Dataset excerpts
*** Begin section ***

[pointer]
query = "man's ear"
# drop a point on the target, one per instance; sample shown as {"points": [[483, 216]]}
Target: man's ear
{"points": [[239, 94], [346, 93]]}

*** End section ***

▶ **YOUR OBJECTIVE**
Your task is to reproduce all the records above exactly as they appear.

▶ **WRITTEN RESPONSE**
[pointer]
query = "man's ear"
# drop a point on the target, one per instance; sample shown as {"points": [[483, 216]]}
Target: man's ear
{"points": [[239, 94], [346, 93]]}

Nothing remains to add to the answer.